=== SOURCE DATA ===

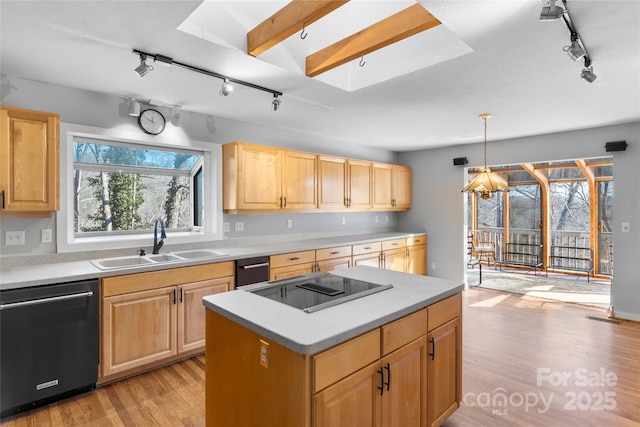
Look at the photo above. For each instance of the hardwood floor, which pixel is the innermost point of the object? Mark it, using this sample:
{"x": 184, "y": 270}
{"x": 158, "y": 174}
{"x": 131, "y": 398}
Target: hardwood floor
{"x": 527, "y": 362}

===

:: TASK STATEMENT ::
Print all entries exactly, without images.

:: EXPECTED ANSWER ::
Look at the photo above. For each instance of the hardwood floor, which pixel is the innermost point of the object? Mark it, using this sample:
{"x": 184, "y": 270}
{"x": 158, "y": 174}
{"x": 131, "y": 398}
Target: hardwood floor
{"x": 527, "y": 362}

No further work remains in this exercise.